**** Supplied passage ****

Rev is built on a foundation of bright ideas and engineering breakthroughs. We’ve created the world’s most sophisticated speech-to-text A.I. to provide accurate automatic transcripts and bolster our human transcriptionists’ speed and accuracy. Since we’re fortunate to work alongside the brilliant minds developing this technology, we’re always looking for opportunities to get their expert perspectives on our biggest speech recognition questions. The team is normally heads-down improving things like speaker diarization and reducing bias for gender and race-based ethnic groups, so we’re thrilled they’ve carved out a few minutes to give their thoughts on the evolution of the tech, common misconceptions, and where the industry’s headed.
How have you seen the technology or A.I. in the speech recognition space advance since you’ve been an engineer?
“In 20 years, the speech recognition world evolved from being able to handle only short utterances from a limited vocabulary (one language at a time while requiring speech scientist experts to feed and tune the system) to today’s state where continuous speech recognition is ubiquitous and multilingual systems are at the door. Said differently, ASR went from being a very niche domain known and used by only large telecom corporations to something closer to a utility that anyone can have on their desk or phone! Two things really changed: we now have much more computing power available for this task and the amount of data available for training also exploded. This conjunction allows us to rely a bit less on speech science expert knowledge and more on the general tools the machine learning field brought to the industry. Interestingly, the efficiency of the speech recognizers in terms of CPU requirement went down a bit: earlier algorithms were slightly less performant from an accuracy perspective, but they were much more economical from a CPU and RAM usage standpoint. We currently see some effort in the industry and academia to tackle that now because the computing power needs are growing faster than what’s available. The future is bright!” — Jean-Philippe Robichaud
What’s the biggest misconception about speech recognition technology right now?

**** Material provided ****

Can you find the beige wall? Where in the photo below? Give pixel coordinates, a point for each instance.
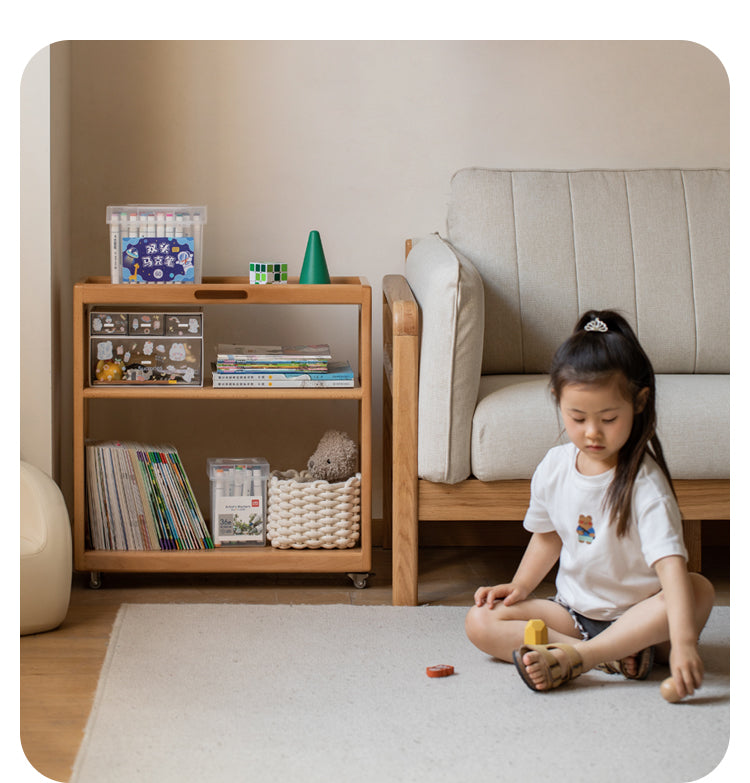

****
**** Material provided ****

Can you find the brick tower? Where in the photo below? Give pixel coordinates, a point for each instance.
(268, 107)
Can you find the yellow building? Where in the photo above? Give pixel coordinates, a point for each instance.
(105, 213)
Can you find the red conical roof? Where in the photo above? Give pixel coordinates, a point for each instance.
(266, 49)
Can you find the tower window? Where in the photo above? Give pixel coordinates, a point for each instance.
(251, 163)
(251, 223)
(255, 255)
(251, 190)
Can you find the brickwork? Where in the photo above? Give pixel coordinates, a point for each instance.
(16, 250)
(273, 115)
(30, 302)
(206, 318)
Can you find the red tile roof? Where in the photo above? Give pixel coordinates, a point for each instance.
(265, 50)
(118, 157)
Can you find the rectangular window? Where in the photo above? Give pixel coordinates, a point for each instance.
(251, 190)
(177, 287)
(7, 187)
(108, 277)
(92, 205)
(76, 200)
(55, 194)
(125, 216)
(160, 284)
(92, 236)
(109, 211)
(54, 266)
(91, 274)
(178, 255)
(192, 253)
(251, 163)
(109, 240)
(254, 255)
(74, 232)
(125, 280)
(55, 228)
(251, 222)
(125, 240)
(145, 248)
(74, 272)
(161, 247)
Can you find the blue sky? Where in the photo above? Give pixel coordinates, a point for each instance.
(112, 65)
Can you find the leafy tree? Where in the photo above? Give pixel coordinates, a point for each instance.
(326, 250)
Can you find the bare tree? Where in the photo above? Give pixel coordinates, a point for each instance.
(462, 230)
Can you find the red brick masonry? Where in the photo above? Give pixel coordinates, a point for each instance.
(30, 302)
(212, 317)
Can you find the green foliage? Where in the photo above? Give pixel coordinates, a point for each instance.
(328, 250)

****
**** Material provided ****

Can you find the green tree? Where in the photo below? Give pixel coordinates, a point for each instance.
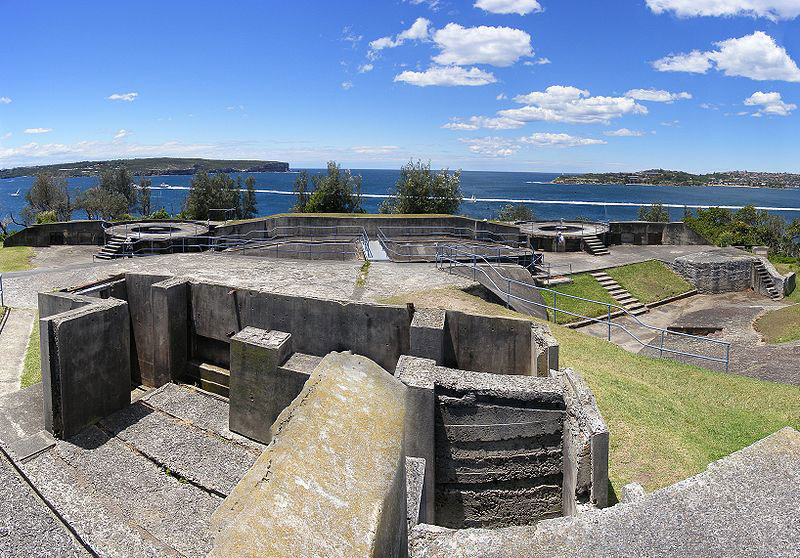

****

• Required work
• a. According to the speech recognition passage, what two things really changed to drive the advance of ASR?
• b. Please show every line of the records that contains the word "tree".
The records are unrelated to the speech recognition passage.

• Responses to the exercise
• a. Much more computing power became available, and the amount of training data exploded.

• b.
Can you find the leafy tree? Where in the photo above? Give pixel coordinates, a point for each instance.
Can you find the bare tree? Where in the photo above? Give pixel coordinates, a point for each instance.
Can you find the green tree? Where in the photo below? Give pixel coordinates, a point for each instance.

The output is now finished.